All entries should be output exactly as they stand.

**RECORDS PROVIDED:**
○ ○ ○ ○ ○

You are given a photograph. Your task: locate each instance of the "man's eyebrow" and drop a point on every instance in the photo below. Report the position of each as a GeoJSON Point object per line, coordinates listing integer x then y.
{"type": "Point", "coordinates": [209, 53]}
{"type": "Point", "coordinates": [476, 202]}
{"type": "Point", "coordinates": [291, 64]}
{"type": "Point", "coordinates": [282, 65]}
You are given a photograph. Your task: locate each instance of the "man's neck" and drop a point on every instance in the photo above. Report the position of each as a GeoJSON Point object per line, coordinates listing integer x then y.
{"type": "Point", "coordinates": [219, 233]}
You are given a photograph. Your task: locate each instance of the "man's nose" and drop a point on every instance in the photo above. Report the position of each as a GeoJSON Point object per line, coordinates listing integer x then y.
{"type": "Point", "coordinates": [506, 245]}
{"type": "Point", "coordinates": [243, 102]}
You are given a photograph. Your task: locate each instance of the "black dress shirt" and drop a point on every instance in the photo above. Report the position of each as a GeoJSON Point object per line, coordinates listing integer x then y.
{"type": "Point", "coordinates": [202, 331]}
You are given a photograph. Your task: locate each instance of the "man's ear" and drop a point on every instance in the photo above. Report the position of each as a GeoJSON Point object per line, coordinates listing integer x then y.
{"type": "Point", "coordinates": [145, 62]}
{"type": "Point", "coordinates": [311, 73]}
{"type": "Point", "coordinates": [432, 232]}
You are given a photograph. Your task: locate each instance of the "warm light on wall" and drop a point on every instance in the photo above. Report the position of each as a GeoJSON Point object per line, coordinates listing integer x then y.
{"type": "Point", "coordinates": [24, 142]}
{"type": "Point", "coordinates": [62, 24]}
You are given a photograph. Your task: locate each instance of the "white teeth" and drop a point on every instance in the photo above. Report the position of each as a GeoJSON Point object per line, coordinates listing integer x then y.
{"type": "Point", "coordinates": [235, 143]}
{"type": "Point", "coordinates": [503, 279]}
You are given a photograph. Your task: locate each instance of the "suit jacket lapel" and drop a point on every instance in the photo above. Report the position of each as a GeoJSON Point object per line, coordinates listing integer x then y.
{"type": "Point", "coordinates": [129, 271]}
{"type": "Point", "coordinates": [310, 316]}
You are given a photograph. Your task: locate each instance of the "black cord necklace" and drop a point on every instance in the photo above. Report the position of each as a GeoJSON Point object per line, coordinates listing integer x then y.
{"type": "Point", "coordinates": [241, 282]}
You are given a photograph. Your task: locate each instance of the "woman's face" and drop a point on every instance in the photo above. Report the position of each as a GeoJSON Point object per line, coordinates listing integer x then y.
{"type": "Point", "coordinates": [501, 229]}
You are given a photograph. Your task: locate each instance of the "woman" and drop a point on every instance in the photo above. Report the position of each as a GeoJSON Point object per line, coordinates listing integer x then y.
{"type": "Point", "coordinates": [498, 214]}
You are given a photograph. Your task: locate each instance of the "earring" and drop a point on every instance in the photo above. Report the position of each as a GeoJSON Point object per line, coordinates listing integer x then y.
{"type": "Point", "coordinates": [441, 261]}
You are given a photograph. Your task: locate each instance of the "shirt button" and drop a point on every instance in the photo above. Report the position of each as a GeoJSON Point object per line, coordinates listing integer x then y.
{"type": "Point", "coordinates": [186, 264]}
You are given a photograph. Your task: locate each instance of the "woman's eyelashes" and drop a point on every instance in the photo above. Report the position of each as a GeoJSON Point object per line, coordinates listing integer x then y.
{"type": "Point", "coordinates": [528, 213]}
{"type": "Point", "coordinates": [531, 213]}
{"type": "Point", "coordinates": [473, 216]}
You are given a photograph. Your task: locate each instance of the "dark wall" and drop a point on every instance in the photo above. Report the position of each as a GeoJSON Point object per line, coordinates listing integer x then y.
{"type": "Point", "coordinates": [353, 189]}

○ ○ ○ ○ ○

**EXERCISE RESULT:**
You are given a photograph. Your task: locate each instance of the "man's eyebrow" and drop a point on every instance in the photo below. Report the position of each as a GeoJSON Point object per line, coordinates listing integer x then y.
{"type": "Point", "coordinates": [209, 53]}
{"type": "Point", "coordinates": [476, 202]}
{"type": "Point", "coordinates": [291, 64]}
{"type": "Point", "coordinates": [282, 65]}
You are given a photograph. Your task: locate each instance of the "man's neck" and drop a point on every instance in the photo above. Report the position of each as a GeoJSON Point object per line, coordinates listing integer x then y.
{"type": "Point", "coordinates": [219, 233]}
You are given a photograph. Your task: locate each instance of the "man's nose" and drop a point on every instance in the photo above. Report the position of each as a GeoJSON Point object per line, coordinates listing integer x then y.
{"type": "Point", "coordinates": [506, 245]}
{"type": "Point", "coordinates": [243, 102]}
You are given a photograph. Your task: locate each instance of the "black dress shirt" and drop a point on every instance in the photo above. Report the position of each as a GeoJSON Point object per line, coordinates listing integer x then y.
{"type": "Point", "coordinates": [202, 331]}
You are given a photograph. Your task: locate each instance of the "man's ear" and drop a point on every instance in the photo above. Report the position of each as a GeoJSON Point object per line, coordinates listing integer x then y.
{"type": "Point", "coordinates": [145, 62]}
{"type": "Point", "coordinates": [311, 73]}
{"type": "Point", "coordinates": [432, 232]}
You are given a photograph. Your task: locate each instance of the "warm light on wall" and drop a point on every instance in the photo above. Report the position of each as a GeoJSON Point object per line, coordinates listing integer x then y.
{"type": "Point", "coordinates": [24, 142]}
{"type": "Point", "coordinates": [62, 24]}
You are given a photograph. Your task: locate each instance of the "white teeth" and drop a point on every instance in the photo above. Report the position of each as a GeoJSON Point object per line, coordinates listing integer x then y.
{"type": "Point", "coordinates": [235, 143]}
{"type": "Point", "coordinates": [503, 279]}
You are given a photograph. Your task: locate each instance of the "suit jacket lapel" and drop a point on every instance in the photo above. Report the position of each as a GeoJSON Point object per line, coordinates listing integer x then y.
{"type": "Point", "coordinates": [129, 271]}
{"type": "Point", "coordinates": [310, 316]}
You are given a photograph. Your task: locate each instance of the "black cord necklace" and drop a point on every instance in the photo above. Report the position of each as a GeoJSON Point object per line, coordinates listing integer x then y.
{"type": "Point", "coordinates": [241, 282]}
You are given a photograph. Your task: locate each instance of the "woman's face" and drop a point on every instance in the photo above. Report the position of each as a GeoJSON Point object per line, coordinates listing integer x then y.
{"type": "Point", "coordinates": [501, 229]}
You are given a photograph. Your task: locate each instance of the "woman" and drop a point on every instance in the photo above. Report the position of each as a GeoJSON Point object per line, coordinates listing integer x then y.
{"type": "Point", "coordinates": [498, 214]}
You are given a photograph. Your task: locate each instance of the "earring" and drop a point on every instance in the photo above. Report the position of each as a GeoJSON Point object per line, coordinates listing integer x then y.
{"type": "Point", "coordinates": [441, 261]}
You are given a photograph. Your task: locate each instance of the "shirt button" and drop a point on every instance in the photo above. Report the position of each as a GeoJSON Point object per line, coordinates listing integer x then y.
{"type": "Point", "coordinates": [186, 264]}
You are given a photograph. Your task: locate each instance of the "woman's eyelashes" and drop a point on every instance in the photo above. Report the position of each as a GeoJSON Point object per line, coordinates listing integer x then y.
{"type": "Point", "coordinates": [528, 213]}
{"type": "Point", "coordinates": [531, 213]}
{"type": "Point", "coordinates": [473, 216]}
You are given a photograph. Your task: locate each instance of the "dark wall" and drop a point on every instance in the photo above. Report the position of each as a GeoJSON Point object per line, coordinates listing integer x then y.
{"type": "Point", "coordinates": [353, 189]}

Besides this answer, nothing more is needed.